• Direction:
Set out every line of the items below as a numbered list, skipping blank lines and leaving out the pictures.

(Rows from a pointing dataset)
——————
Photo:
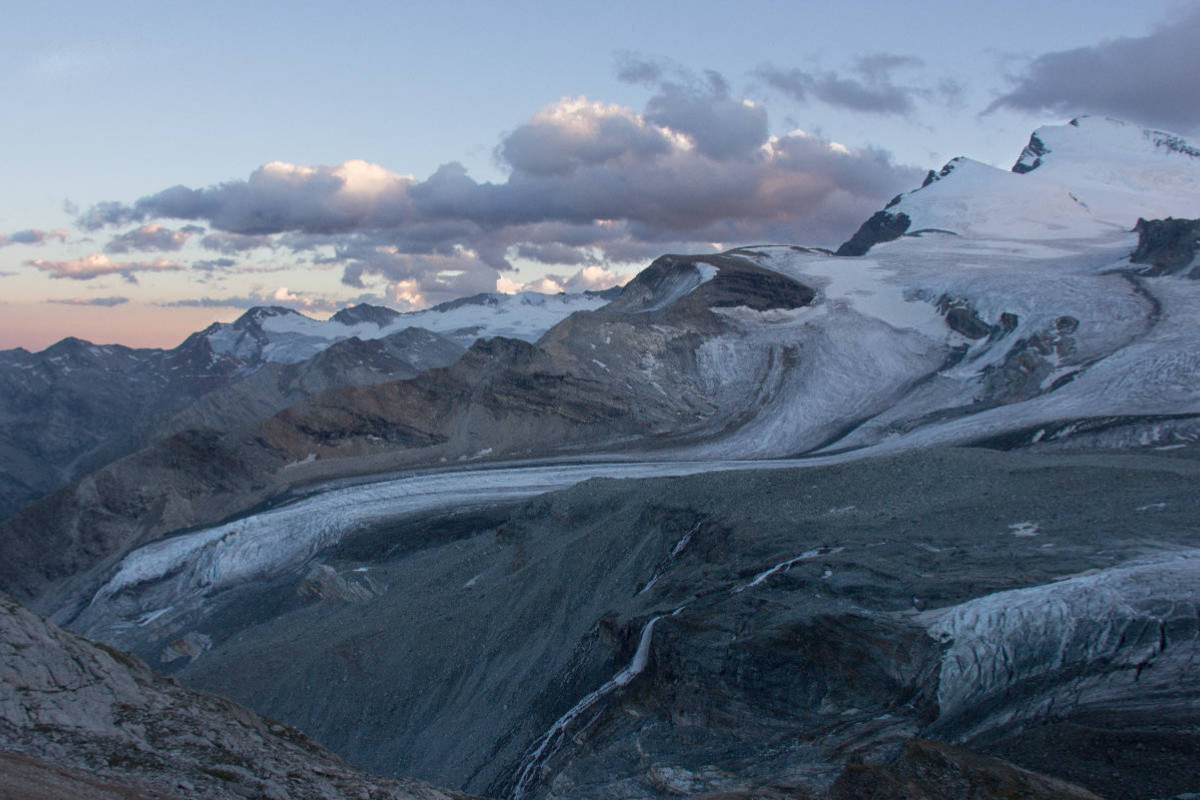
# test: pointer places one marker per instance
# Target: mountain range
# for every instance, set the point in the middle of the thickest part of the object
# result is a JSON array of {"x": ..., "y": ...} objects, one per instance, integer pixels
[{"x": 935, "y": 485}]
——————
• Final result:
1. Photo:
2. # test: pointer places one marker per instance
3. # Target: mountain range
4. # for every instance, set the point in the middle of the thickest part of the object
5. # result is a JSON array of {"x": ..., "y": ...} objects, one per instance, integer pixels
6. [{"x": 935, "y": 485}]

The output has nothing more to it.